*** Exercise input Section Begins ***

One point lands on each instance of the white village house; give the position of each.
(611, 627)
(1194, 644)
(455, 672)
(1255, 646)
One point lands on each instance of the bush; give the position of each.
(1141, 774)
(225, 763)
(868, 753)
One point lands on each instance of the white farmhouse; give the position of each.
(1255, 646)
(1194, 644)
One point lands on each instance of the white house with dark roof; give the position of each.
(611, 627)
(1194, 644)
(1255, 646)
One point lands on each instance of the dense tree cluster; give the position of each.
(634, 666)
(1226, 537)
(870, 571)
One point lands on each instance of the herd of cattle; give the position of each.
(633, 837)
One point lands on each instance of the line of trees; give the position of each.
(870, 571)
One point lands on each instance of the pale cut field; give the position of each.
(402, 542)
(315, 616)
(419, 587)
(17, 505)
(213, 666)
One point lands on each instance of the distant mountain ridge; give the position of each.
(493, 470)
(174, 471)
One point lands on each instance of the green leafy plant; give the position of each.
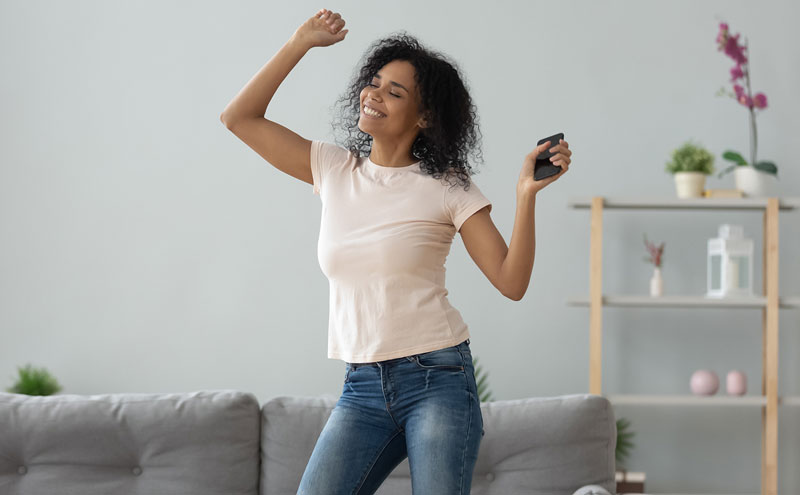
(34, 381)
(624, 443)
(691, 158)
(480, 380)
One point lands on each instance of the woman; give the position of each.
(409, 387)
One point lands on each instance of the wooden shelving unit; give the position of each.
(770, 303)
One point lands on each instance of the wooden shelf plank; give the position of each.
(687, 301)
(695, 400)
(687, 400)
(788, 203)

*** Exercise input Section Ends ***

#### Exercise directions:
Everything from the line with "One point lands on each instance of the wooden shelving" through the last line of the material above should be echoed exactly, and nothing else.

#### Solution for this problem:
One point lands on each instance of the wooden shelving unit; give the position of each.
(770, 303)
One point lands on each instance of the wooden shelf plank; give the position of each.
(687, 301)
(695, 400)
(687, 400)
(788, 203)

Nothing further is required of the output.